§ EXERCISE
Pull out every line in the lines below that contains the word "dirt", and copy each one unchanged.

§ SUPPLIED DATA
>> start

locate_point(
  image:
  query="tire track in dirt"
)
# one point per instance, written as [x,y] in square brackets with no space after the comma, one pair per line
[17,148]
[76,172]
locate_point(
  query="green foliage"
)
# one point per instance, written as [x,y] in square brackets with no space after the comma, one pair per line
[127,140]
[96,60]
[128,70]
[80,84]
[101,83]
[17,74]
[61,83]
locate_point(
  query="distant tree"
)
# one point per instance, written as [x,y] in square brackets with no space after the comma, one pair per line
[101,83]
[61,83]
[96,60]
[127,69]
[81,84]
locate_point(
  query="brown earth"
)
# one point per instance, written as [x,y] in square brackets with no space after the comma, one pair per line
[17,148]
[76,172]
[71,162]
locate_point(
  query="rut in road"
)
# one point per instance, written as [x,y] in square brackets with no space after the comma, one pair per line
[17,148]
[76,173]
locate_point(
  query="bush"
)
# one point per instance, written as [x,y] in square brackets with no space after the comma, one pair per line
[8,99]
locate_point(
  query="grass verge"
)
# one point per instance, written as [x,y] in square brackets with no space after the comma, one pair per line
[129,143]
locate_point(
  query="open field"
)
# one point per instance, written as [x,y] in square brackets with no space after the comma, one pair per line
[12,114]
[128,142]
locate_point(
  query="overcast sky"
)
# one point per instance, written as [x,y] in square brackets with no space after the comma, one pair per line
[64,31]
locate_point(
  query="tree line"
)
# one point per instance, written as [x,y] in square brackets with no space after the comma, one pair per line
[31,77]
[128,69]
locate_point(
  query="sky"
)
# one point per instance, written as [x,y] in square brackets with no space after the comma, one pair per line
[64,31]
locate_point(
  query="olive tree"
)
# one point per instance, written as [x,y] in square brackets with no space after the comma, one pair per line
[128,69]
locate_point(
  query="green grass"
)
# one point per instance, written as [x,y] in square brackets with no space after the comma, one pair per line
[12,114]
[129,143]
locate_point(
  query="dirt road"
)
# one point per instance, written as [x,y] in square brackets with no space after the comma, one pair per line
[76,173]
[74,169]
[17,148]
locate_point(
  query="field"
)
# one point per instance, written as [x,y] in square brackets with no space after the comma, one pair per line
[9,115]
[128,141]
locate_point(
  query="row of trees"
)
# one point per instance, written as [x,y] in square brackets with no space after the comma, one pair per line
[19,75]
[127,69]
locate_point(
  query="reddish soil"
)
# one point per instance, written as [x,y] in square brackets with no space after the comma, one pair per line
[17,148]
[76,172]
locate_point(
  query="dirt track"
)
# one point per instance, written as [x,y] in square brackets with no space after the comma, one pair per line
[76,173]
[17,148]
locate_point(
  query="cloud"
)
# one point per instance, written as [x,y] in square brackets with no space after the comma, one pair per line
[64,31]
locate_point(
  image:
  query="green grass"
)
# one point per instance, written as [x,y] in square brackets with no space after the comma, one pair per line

>> end

§ CORRECT RESULT
  query="tire track in dirt"
  query="dirt road"
  query="dirt track"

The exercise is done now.